*What is needed*
Scan the entries below for the word "bare". Copy each line that has it.
#####
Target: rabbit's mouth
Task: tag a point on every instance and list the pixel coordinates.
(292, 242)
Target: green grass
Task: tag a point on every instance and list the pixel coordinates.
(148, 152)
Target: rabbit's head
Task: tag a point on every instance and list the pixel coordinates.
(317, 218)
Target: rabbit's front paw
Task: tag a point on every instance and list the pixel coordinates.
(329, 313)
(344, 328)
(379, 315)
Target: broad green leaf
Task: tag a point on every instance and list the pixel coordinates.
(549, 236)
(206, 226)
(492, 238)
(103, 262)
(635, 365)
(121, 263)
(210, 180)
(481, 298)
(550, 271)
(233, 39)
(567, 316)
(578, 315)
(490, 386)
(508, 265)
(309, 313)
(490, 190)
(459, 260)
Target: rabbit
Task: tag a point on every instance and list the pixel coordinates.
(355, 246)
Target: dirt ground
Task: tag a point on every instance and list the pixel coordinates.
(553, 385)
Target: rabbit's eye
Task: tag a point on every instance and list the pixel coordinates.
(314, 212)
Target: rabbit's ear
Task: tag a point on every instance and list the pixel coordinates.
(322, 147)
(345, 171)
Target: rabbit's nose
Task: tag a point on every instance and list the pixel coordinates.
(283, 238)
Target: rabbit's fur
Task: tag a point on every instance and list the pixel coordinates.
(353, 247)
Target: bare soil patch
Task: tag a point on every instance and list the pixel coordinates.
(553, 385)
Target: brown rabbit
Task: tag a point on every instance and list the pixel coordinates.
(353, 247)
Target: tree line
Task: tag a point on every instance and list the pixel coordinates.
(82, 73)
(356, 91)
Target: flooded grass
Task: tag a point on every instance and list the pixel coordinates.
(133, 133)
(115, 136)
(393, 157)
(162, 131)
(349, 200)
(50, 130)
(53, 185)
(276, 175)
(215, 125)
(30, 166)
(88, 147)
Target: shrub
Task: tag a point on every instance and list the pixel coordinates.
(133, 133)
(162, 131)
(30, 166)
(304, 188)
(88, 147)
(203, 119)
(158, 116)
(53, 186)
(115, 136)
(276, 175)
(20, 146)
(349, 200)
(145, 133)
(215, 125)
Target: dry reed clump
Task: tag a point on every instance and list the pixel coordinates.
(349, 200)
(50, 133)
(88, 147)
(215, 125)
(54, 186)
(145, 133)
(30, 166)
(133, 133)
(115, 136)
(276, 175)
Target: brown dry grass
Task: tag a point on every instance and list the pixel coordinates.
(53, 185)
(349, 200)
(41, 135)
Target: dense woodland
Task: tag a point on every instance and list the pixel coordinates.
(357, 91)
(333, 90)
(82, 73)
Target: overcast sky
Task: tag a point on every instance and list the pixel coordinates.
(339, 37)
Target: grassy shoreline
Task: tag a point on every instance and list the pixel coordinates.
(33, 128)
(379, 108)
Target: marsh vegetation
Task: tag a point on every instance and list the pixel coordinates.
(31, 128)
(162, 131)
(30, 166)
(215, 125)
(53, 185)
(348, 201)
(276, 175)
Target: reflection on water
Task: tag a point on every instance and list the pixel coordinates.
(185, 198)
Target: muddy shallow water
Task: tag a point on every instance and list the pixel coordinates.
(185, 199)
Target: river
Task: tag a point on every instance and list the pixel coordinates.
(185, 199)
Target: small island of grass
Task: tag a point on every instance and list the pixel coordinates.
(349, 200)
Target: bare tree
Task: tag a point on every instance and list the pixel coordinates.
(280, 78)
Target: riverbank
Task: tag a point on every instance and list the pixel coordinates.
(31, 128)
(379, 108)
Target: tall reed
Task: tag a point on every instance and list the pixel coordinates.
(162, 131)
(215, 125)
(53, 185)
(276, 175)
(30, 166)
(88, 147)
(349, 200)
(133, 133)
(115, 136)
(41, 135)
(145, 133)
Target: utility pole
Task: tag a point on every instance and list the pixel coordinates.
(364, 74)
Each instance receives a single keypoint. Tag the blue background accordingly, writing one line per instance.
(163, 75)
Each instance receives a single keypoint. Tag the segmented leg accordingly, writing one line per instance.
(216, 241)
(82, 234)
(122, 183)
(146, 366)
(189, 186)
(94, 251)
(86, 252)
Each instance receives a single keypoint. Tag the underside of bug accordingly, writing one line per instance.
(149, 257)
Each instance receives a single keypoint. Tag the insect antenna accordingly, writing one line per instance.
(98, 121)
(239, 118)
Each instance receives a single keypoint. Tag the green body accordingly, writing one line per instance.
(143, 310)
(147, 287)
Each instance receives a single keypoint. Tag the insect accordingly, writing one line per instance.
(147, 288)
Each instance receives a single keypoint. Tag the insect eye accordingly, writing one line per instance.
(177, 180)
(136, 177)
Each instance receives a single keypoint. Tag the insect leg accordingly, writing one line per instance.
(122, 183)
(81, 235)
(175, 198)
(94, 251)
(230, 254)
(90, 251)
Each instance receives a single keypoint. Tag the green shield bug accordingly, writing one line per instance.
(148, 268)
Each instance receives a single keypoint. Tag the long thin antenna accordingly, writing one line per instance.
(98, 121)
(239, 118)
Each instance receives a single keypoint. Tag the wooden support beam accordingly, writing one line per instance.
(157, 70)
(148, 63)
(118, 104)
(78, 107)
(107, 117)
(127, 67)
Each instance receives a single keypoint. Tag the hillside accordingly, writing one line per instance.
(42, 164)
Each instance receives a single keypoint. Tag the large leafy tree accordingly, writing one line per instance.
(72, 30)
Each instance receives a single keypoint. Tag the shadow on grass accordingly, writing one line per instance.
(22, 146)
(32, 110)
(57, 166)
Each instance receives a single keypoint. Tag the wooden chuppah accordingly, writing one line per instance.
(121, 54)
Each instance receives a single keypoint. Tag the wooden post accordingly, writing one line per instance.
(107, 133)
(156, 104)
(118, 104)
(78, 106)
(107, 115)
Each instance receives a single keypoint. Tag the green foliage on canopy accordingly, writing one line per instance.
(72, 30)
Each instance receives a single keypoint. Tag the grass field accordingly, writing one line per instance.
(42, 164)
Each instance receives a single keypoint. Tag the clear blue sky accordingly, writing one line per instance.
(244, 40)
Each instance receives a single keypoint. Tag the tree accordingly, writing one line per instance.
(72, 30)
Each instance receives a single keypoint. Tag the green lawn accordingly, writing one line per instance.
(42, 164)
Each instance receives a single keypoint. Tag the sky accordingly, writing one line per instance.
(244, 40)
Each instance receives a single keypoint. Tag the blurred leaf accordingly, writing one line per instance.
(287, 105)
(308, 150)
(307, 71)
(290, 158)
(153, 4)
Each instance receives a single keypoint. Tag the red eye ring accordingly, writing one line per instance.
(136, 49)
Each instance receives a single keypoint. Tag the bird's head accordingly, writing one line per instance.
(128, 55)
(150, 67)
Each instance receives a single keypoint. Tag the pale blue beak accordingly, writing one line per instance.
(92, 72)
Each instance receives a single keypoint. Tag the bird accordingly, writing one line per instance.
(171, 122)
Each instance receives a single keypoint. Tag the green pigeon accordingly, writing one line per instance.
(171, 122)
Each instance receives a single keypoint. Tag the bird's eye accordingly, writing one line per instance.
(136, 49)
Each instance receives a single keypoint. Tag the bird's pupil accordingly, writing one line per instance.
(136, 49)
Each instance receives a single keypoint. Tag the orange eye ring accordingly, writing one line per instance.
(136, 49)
#####
*Answer section*
Target: bare soil patch
Target: bare tree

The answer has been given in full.